# To do
Rename "jersey" to "shirt" throughout the listing below, leaving everything else unchanged. Omit the picture from your answer.

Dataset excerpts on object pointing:

----

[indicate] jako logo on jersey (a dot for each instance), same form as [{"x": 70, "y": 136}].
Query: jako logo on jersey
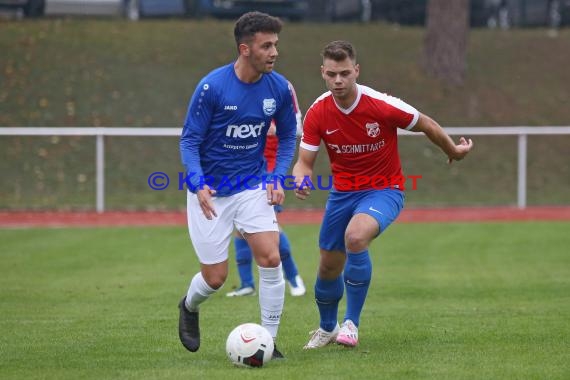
[
  {"x": 373, "y": 129},
  {"x": 245, "y": 130},
  {"x": 269, "y": 106}
]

----

# Expected output
[indicate] jako logo on shirt (a dot for each instance), same form as [{"x": 70, "y": 136}].
Query: jako logo on shirt
[
  {"x": 373, "y": 129},
  {"x": 245, "y": 130},
  {"x": 269, "y": 106}
]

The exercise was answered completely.